- _Consigne 1_: Dans l'entretien avec Tony Gatlif, sur quelle plage la rencontre avec le réalisateur a-t-elle eu lieu ?
- _Consigne 2_: Indiquez si chacune des affirmations suivantes concorde avec l'entretien avec Tony Gatlif, en répondant par oui ou par non et en citant les mots décisifs du texte. (a) Tony Gatlif est né à Alger. (b) Le nombre de festivaliers a augmenté cette année à Cannes. (c) Le film met en scène une fille d'origine turque amoureuse d'un gitan.
- _Consigne 3_: Prolongez l'entretien avec Tony Gatlif à partir de la dernière question posée par L'Expression.

- _Extrait choisi_:

┌────────

TONY GATLIF, REALISATEUR, À L'EXPRESSION
Publié dans L'Expression le 25 - 05 - 2014

«Je suis aussi d'Algérie! L'Algérie est là. Elle est présente dans mon coeur!»
Rien d'excitant cette année sur la Croisette, n'était des films pleurnichards qui se lamentent sur la déchéance de l'humanité tout en exhortant au changement qui tarde à pointer du nez. Le cinéma qui vous prend aux tripes a déserté cette année le tapis rouge à Cannes. Même les festivaliers en nombre impressionnant chaque année ont connu une baisse de fréquentation. Une certaine morosité ressentie par la plupart des festivaliers malgré le retour du beau temps. Et pourtant, heureusement que d'autres films, tel Géronimo de Tony Gatlif présenté hors compétition, nous ont permis de vibrer un peu et se réconcilier tout de même avec le 7e art, à l'instar de certains films de la section. «Un certain regard» qui sont de vraies pépites d'audace et de valeur cinématographiques. Et Géronimo fait partie de ces films hors catégorie dont on a pris un réel plaisir de plonger dans son univers... Rencontre avec le réalisateur, acteur et scénariste, père notamment de l'excellent long métrage Exils, sur la plage Le Goéland. Avec simplicité et un sourire généreux, Tony Gatlif, qui est né à Alger, nous ouvre son coeur..
L'Expression: Vous mettez en scène deux clans, une fille d'origine turque amoureuse d'un gitan. Est-ce une façon de dépeindre un Roméo et Juliette des temps modernes?
Tony Gatlif: pas forcément, à partir du moment où on parle d'amour interdit des jeunes, forcément on tombe dans Roméo et Juliette. L'amour interdit crée tout de suite une confrontation et des luttes entre deux familles.
Un des personnages, en s'adressant au jeune du film lui dit que ton grand-père lorsqu'il est arrivé ici, au pays, il a délaissé la tradition archaïque. Est-ce une façon aussi de dénoncer justement certaines traditions éculées pour parler de notion d'identité?

└────────

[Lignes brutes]
┌────────

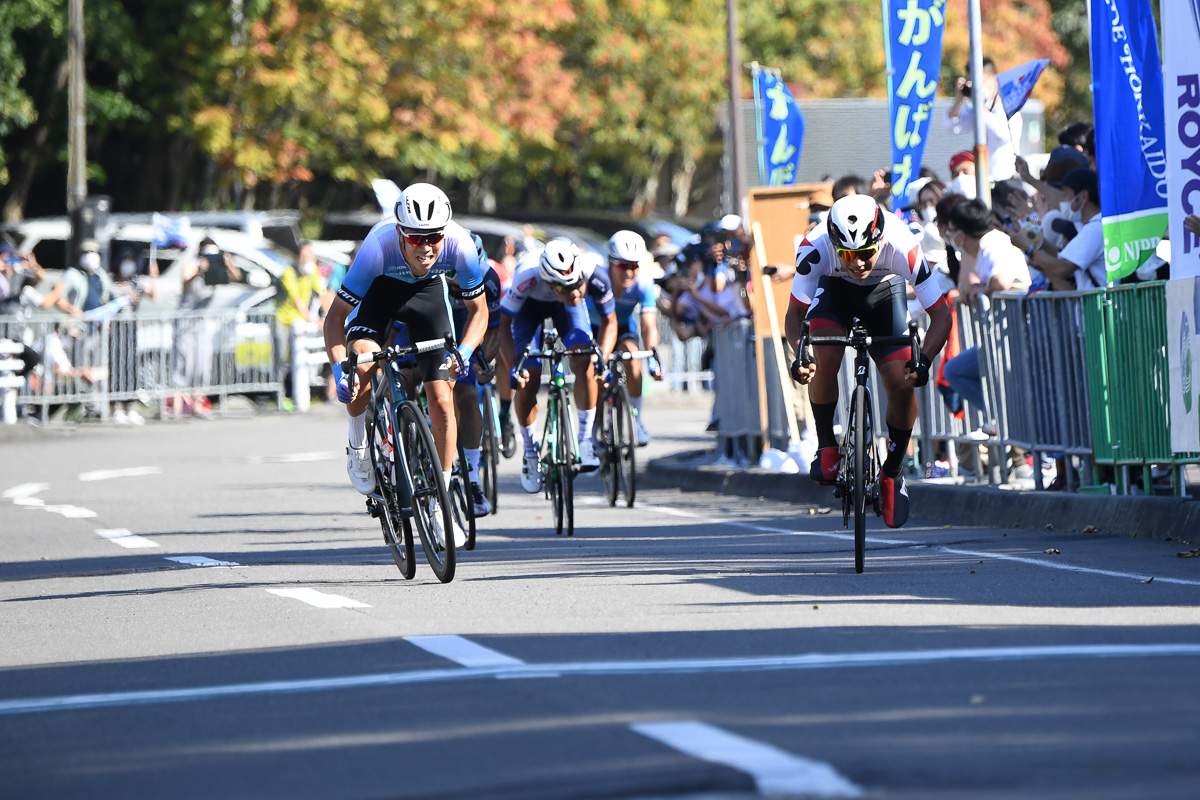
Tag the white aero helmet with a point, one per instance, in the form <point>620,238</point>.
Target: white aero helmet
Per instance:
<point>627,246</point>
<point>856,222</point>
<point>561,263</point>
<point>423,206</point>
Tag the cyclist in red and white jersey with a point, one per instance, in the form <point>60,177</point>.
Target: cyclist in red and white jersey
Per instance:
<point>858,269</point>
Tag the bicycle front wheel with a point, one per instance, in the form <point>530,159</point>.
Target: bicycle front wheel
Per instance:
<point>397,533</point>
<point>862,433</point>
<point>431,503</point>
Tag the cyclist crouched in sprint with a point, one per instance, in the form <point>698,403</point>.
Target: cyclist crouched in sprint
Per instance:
<point>400,272</point>
<point>636,302</point>
<point>858,268</point>
<point>552,283</point>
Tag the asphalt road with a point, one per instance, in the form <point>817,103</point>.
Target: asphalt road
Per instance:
<point>695,645</point>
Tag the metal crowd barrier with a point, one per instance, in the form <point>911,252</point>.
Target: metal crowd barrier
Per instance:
<point>145,358</point>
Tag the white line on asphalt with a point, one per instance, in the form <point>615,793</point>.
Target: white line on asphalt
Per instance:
<point>199,560</point>
<point>107,474</point>
<point>953,551</point>
<point>660,667</point>
<point>318,599</point>
<point>774,770</point>
<point>125,537</point>
<point>462,651</point>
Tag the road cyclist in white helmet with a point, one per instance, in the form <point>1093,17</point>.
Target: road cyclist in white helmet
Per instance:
<point>857,268</point>
<point>400,274</point>
<point>636,307</point>
<point>552,284</point>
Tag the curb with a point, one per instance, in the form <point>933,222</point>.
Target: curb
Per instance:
<point>1138,516</point>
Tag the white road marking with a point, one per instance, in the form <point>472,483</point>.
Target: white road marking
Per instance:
<point>318,599</point>
<point>293,458</point>
<point>125,537</point>
<point>107,474</point>
<point>659,667</point>
<point>24,491</point>
<point>905,542</point>
<point>199,560</point>
<point>774,770</point>
<point>462,651</point>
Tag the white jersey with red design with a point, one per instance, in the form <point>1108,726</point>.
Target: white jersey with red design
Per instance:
<point>899,254</point>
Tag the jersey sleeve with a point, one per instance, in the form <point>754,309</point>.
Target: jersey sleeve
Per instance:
<point>366,268</point>
<point>810,265</point>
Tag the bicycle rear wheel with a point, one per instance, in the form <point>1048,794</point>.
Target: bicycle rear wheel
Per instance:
<point>397,531</point>
<point>625,445</point>
<point>861,431</point>
<point>565,461</point>
<point>462,505</point>
<point>431,501</point>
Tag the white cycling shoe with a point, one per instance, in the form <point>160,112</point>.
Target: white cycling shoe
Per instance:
<point>531,474</point>
<point>358,467</point>
<point>588,459</point>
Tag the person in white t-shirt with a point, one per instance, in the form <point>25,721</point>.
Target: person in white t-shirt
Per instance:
<point>1080,264</point>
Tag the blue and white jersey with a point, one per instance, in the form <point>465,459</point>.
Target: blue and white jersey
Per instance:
<point>639,299</point>
<point>381,256</point>
<point>528,284</point>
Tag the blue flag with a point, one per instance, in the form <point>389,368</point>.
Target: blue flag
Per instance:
<point>913,30</point>
<point>783,130</point>
<point>1131,142</point>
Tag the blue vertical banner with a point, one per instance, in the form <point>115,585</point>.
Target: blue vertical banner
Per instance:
<point>913,30</point>
<point>781,130</point>
<point>1131,142</point>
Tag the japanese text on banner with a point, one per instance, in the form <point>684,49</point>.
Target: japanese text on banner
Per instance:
<point>915,30</point>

└────────

- _Corrigé 1_: Sur la plage Le Goéland.

- _Corrigé 2_:
(a) Oui : « Tony Gatlif, qui est né à Alger ».
(b) Non : « Même les festivaliers en nombre impressionnant chaque année ont connu une baisse de fréquentation ».
(c) Oui : « une fille d'origine turque amoureuse d'un gitan ».

- _Corrigé 3_:
il s'agit de dénoncer certaines traditions dangereuses qui font mal aux femmes, oui. Les coutumes c'est très bien. C'est très important. Les coutumes, c'est l'identité. Il faut sauvegarder son identité. Il faut s'intégrer dans un pays, sinon il faut le quitter. Tous mes films ne parlent que de l'identité. Dans certains pays, les femmes sont victimes de crime d'honneur. Et le crime d'honneur c'est quelque chose que je ne défends pas. Ça ne me plait pas et je le rejette en bloc. Mon film est presque un hommage aux femmes de la Méditerranée.
Parlant d'identité encore, vous êtes de père kabyle et de mère gitane. Une question que des amis algériens ont tenu à ce que je vous la pose. Pourquoi vous intéressez-vous davantage à la culture gitane au détriment de votre autre culture algérienne et kabyle?
J'ai quitté Alger en 1960 ou 1962. j'ai complètement oublié la langue arabe. J'en suis très malheureux; j'avais 13 ans. Hier, il y avait Rachid Taha qui voulait absolument que je chante avec lui Ya rayeh mais je ne pouvais pas, car j'ai oublié l'arabe et j'étais très triste de ne pas chanter avec lui. Quand je suis arrivé en France, j'ai été immédiatement dans la communauté gitane. Ceux qui étaient maltraités étaient les gitans avec les Maghrébins.
Aujourd'hui, avec ce qui se passe en France et la stigmatisation des Roms, vos films prennent une tournure plus subversive, croyons-nous. Vous pensez quoi, justement, de ce qui leur arrive actuellement?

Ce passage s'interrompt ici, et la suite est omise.